--- 出典 ---
——
男性の育児休暇取得を促進する具体策に関する調査研究

文献情報

文献番号
200500022A
報告書区分
総括
研究課題名
男性の育児休暇取得を促進する具体策に関する調査研究
課題番号
H16-政策-015
研究年度
平成17(2005)年度
研究代表者(所属機関)
岩男 壽美子(武蔵工業大学環境情報学部)
研究分担者(所属機関)
  • 国広 陽子(武蔵大学社会学部)
  • 高山 緑(武蔵工業大学環境情報学部)
研究区分
厚生労働科学研究費補助金 行政政策研究分野 政策科学推進研究
研究開始年度
平成16(2004)年度
研究終了予定年度
平成18(2006)年度
研究費
1,628,000円
研究者交替、所属機関変更
-

研究報告書(概要版)

研究目的
本研究の目的は、「男性の育児休業取得率10%」という政策目標を達成するための具体的かつ実効性のある方策を提案することである。3ヵ年計画の2年目にあたる平成17年度は、事業主へのヒアリング調査および男性の育児休業取得者と希望しながら取得しなかった男性へのヒアリング調査を実施し、男性に取得しやすく、事業主の納得を得やすい育児休業のあり方と、育児への参画経験が男性に与える影響について詳細な質的情報を得ることを目指した。
研究方法
男性の育児休業取得者13名、非取得者6名の計19名に対するヒアリングと、これらの男性が勤務する14事業所の人事担当者または上司へのヒアリングを実施した。内容には、育児休業取得から得られる個人的メリットと仕事上のメリット、多様な休業制度のメニューの評価、同僚、上司などの反応等が含まれる。録音したヒアリング内容を起こしたものから個人や事業所を同定できる情報を削除し分析に用いた。
——
--- 課題 ---
出典にある『本研究の目的は、「男性の育児休業取得率10%」という政策目標を達成するための具体的かつ実効性のある方策を提案することである。』という一文を英語に翻訳してください。
——
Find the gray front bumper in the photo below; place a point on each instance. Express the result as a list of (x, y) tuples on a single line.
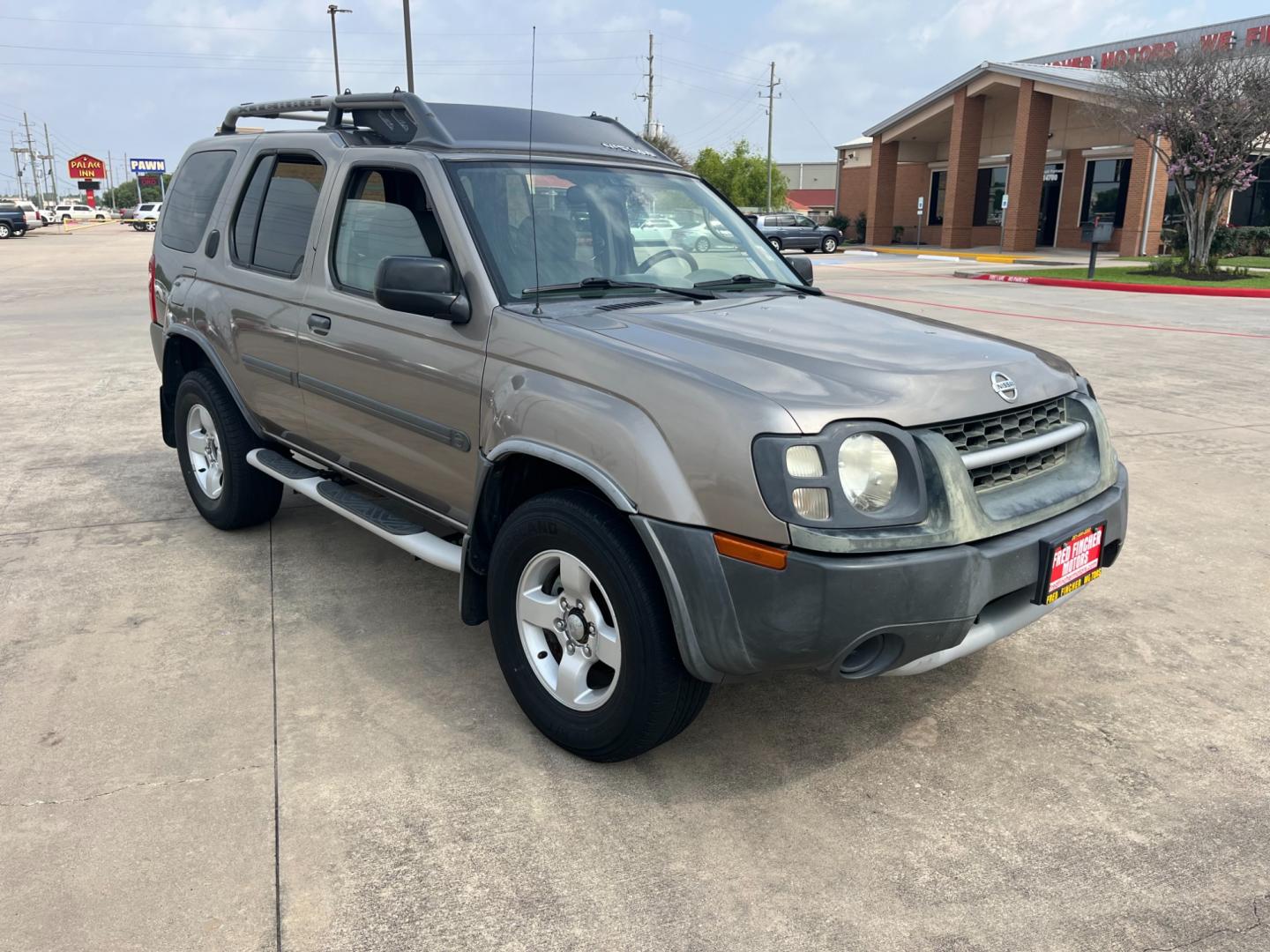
[(736, 620)]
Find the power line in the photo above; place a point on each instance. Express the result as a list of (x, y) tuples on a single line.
[(221, 57), (292, 29)]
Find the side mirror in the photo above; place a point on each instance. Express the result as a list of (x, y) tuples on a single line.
[(802, 265), (423, 286)]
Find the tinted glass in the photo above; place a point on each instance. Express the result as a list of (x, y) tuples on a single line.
[(1105, 190), (990, 188), (384, 213), (249, 212), (585, 227), (288, 215), (192, 196), (938, 181)]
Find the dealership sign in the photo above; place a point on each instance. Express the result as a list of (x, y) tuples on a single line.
[(86, 167), (1250, 34), (140, 167)]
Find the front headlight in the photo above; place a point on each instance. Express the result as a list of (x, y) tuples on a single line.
[(878, 481), (868, 471)]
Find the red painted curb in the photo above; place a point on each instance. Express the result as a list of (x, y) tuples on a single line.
[(1124, 286)]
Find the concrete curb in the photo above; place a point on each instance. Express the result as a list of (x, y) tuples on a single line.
[(1116, 286)]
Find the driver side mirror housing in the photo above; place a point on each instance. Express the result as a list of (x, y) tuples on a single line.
[(802, 265), (423, 286)]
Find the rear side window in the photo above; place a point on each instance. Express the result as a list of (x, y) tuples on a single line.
[(192, 197), (271, 228)]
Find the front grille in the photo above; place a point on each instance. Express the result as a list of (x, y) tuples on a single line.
[(1005, 428)]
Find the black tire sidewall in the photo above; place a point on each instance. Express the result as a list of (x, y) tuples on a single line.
[(195, 390), (639, 611)]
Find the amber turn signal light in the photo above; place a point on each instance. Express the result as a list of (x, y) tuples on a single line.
[(752, 553)]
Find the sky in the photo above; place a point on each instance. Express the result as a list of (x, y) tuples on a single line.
[(149, 79)]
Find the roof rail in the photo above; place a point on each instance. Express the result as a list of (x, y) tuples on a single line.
[(398, 117)]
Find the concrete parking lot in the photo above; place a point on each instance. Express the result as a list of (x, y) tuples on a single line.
[(285, 736)]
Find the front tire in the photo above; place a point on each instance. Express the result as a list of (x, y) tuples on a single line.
[(582, 629), (213, 442)]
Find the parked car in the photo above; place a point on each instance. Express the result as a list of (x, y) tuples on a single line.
[(146, 216), (74, 211), (36, 217), (787, 230), (703, 238), (13, 221), (651, 471)]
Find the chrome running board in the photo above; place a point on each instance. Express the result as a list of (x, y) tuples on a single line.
[(360, 509)]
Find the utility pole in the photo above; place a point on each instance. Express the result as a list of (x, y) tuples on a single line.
[(773, 83), (334, 45), (36, 176), (409, 48), (17, 165), (52, 163), (648, 97)]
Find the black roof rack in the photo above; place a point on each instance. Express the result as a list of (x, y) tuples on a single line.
[(406, 118)]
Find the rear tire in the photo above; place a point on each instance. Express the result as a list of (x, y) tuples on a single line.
[(620, 711), (213, 442)]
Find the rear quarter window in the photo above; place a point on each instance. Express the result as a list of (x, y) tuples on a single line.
[(192, 197)]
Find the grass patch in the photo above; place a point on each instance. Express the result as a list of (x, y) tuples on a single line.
[(1138, 276)]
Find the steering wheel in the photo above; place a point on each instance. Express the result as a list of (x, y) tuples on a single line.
[(664, 256)]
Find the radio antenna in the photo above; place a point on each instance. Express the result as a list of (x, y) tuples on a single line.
[(534, 205)]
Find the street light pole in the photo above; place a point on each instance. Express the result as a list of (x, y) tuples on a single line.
[(409, 48), (334, 45)]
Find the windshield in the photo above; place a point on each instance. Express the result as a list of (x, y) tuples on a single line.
[(597, 222)]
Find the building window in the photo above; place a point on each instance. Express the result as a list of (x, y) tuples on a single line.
[(989, 192), (1252, 205), (938, 185), (1105, 190)]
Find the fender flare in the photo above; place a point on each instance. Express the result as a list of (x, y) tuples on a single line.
[(591, 472), (182, 331)]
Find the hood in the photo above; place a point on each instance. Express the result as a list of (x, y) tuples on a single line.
[(825, 360)]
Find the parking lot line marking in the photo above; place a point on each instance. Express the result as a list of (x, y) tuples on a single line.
[(1059, 320)]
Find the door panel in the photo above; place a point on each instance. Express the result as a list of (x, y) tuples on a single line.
[(268, 242), (392, 395)]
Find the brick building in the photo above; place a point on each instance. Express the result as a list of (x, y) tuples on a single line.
[(1010, 155)]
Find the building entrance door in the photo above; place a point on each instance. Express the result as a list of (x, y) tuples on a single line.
[(1050, 187)]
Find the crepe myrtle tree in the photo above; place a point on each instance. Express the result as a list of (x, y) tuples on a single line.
[(1204, 113)]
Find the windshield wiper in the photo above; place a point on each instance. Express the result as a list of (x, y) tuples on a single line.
[(755, 279), (608, 283)]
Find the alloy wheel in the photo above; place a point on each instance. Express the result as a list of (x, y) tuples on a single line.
[(568, 629), (205, 450)]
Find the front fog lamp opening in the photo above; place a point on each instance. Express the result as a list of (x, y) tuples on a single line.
[(868, 471), (811, 502), (803, 462)]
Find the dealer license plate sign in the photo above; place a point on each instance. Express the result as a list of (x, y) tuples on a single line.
[(1070, 564)]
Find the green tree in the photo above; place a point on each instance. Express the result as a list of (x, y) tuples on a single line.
[(124, 195), (741, 175)]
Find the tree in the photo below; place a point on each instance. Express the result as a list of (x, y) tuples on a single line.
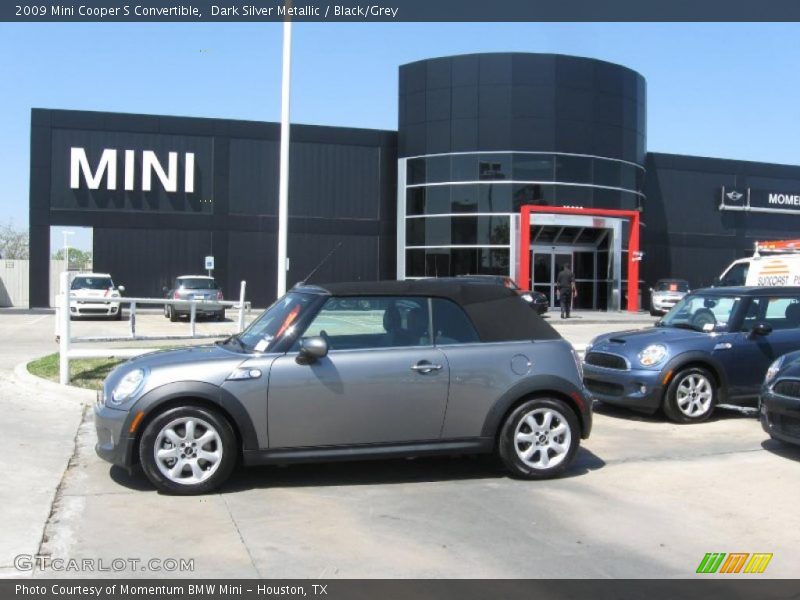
[(78, 259), (13, 242)]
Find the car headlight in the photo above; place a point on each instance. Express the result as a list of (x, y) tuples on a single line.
[(652, 355), (773, 369), (127, 386)]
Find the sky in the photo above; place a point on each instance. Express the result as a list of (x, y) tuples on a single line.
[(722, 90)]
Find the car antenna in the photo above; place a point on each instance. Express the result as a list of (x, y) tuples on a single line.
[(315, 269)]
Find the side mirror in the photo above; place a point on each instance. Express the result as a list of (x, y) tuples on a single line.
[(762, 328), (312, 349)]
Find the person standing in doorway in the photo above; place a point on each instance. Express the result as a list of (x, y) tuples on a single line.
[(566, 289)]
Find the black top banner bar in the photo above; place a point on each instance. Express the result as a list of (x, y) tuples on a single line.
[(399, 10)]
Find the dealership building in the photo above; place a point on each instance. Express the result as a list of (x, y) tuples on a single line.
[(502, 163)]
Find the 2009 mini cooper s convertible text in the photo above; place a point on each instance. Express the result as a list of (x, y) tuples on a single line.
[(352, 371)]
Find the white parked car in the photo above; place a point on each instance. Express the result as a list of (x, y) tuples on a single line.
[(665, 294), (94, 285)]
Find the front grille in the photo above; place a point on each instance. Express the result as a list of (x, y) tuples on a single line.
[(607, 361), (788, 387), (604, 387)]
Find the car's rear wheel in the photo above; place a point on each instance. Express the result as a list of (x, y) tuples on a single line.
[(188, 450), (539, 438), (691, 396)]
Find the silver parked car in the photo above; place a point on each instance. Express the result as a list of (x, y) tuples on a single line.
[(351, 371), (194, 287)]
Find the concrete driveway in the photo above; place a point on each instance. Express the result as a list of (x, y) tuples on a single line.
[(645, 498)]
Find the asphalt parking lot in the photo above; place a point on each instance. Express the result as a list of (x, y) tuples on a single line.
[(645, 498)]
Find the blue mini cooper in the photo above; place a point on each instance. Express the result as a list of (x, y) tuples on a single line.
[(712, 348)]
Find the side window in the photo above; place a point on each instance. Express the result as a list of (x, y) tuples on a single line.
[(362, 322), (736, 275), (451, 324), (780, 313)]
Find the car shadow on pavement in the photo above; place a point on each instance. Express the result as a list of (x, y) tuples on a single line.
[(368, 472), (784, 450), (620, 412), (392, 471)]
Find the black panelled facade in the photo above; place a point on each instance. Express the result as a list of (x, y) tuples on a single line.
[(479, 137), (687, 235), (219, 197)]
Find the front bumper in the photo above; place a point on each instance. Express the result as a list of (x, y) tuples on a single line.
[(639, 389), (780, 416), (113, 442), (202, 308), (86, 309)]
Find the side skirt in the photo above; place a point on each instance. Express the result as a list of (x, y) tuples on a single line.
[(280, 456)]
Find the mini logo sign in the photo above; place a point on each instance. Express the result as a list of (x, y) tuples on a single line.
[(734, 196), (734, 563), (106, 169)]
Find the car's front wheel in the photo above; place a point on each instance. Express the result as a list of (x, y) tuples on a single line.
[(691, 396), (539, 438), (188, 450)]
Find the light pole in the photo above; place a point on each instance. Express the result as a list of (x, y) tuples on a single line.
[(66, 233), (283, 185)]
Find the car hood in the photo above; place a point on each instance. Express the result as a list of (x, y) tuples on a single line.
[(210, 364), (630, 343)]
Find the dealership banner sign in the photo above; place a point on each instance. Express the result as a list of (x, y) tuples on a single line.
[(753, 200)]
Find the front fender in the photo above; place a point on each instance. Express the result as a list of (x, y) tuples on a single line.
[(676, 363), (577, 397), (227, 402)]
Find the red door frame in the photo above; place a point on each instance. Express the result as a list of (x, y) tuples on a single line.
[(525, 222)]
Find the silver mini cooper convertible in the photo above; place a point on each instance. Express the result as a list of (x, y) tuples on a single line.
[(353, 371)]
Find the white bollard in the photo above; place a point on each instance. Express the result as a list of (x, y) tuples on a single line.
[(132, 319), (241, 306), (64, 334)]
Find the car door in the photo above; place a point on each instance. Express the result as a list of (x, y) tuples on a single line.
[(753, 352), (382, 380)]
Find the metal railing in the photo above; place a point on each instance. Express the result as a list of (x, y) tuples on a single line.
[(65, 339)]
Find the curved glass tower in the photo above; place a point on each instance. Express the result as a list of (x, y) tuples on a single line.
[(482, 135)]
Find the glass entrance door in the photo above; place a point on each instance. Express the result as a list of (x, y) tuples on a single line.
[(545, 266)]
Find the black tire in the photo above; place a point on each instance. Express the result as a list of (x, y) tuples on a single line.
[(679, 404), (205, 420), (511, 450)]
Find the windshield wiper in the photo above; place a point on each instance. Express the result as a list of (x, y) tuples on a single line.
[(234, 338)]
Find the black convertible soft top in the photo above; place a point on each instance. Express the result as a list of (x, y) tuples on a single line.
[(498, 313)]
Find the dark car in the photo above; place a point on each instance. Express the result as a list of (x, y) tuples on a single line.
[(202, 288), (407, 368), (780, 399), (713, 347), (536, 300)]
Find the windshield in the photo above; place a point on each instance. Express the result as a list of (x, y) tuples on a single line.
[(197, 284), (277, 321), (701, 312), (672, 286), (91, 283)]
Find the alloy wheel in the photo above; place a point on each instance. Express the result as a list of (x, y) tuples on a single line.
[(542, 438), (188, 450), (694, 395)]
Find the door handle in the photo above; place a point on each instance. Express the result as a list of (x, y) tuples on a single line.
[(425, 367)]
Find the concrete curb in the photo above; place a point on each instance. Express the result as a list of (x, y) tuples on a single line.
[(67, 392)]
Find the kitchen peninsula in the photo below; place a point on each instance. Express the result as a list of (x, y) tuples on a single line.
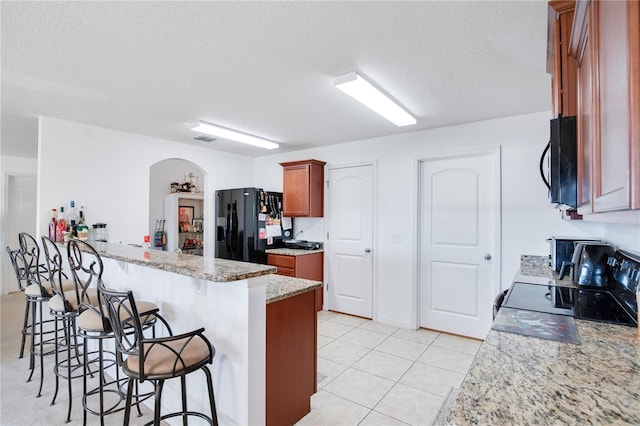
[(516, 379), (239, 304)]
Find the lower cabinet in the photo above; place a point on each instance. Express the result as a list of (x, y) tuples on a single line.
[(291, 358), (307, 266)]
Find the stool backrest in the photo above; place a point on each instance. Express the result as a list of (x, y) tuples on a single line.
[(124, 319), (54, 265), (86, 268), (30, 252), (19, 267)]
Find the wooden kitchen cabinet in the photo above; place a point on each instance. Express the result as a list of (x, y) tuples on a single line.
[(606, 43), (307, 266), (303, 188), (560, 64), (291, 358)]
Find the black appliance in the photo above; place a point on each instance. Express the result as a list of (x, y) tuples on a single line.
[(561, 250), (563, 162), (589, 263), (616, 304), (249, 221)]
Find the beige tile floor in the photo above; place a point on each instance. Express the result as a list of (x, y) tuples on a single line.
[(374, 374), (368, 373)]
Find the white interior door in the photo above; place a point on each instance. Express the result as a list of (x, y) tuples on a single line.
[(350, 251), (459, 243), (21, 217)]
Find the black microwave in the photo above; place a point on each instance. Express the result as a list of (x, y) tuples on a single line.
[(563, 162)]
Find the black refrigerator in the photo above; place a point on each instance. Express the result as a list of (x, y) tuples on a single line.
[(249, 221)]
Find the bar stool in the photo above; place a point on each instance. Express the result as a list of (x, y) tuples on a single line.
[(93, 325), (37, 292), (18, 264), (66, 306), (157, 359)]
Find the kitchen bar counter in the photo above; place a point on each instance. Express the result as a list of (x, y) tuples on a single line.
[(229, 299), (293, 252), (280, 287), (516, 379), (205, 268)]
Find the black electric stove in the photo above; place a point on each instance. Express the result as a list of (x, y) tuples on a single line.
[(616, 305)]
——
--- 解答 ---
The purpose of this study is to propose concrete and effective measures for achieving the policy target of "a 10% childcare leave uptake rate among men."